● PROBLEM TO WORK ON:
Spot each line in the data below containing "instance" and copy it.

● Segmentation mask data:
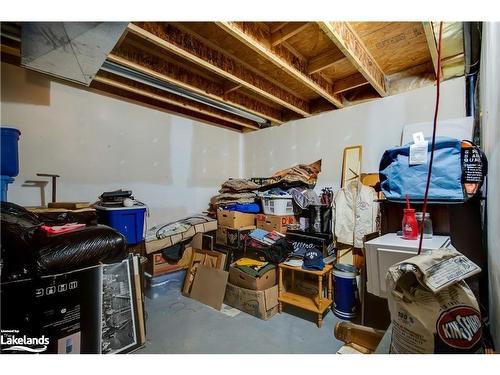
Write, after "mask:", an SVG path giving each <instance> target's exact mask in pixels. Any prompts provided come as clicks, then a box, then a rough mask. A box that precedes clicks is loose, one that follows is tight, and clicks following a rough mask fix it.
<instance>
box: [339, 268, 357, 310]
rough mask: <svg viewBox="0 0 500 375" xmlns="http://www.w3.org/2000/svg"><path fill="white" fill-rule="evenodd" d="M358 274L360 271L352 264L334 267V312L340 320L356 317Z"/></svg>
mask: <svg viewBox="0 0 500 375" xmlns="http://www.w3.org/2000/svg"><path fill="white" fill-rule="evenodd" d="M358 274H359V273H358V269H357V268H356V267H354V266H352V265H350V264H342V263H337V264H335V265H334V266H333V276H334V277H335V286H334V291H333V295H334V301H333V312H334V313H335V315H337V316H338V317H339V318H342V319H352V318H354V317H355V316H356V290H357V283H356V276H358Z"/></svg>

● SOLUTION TO THE PROBLEM:
Write, after "mask:", an SVG path giving each <instance> target's exact mask in pixels. Any prompts provided come as clicks, then a box, then a rough mask. A box that precedes clicks is loose, one that follows is tight, and clicks following a rough mask fix it.
<instance>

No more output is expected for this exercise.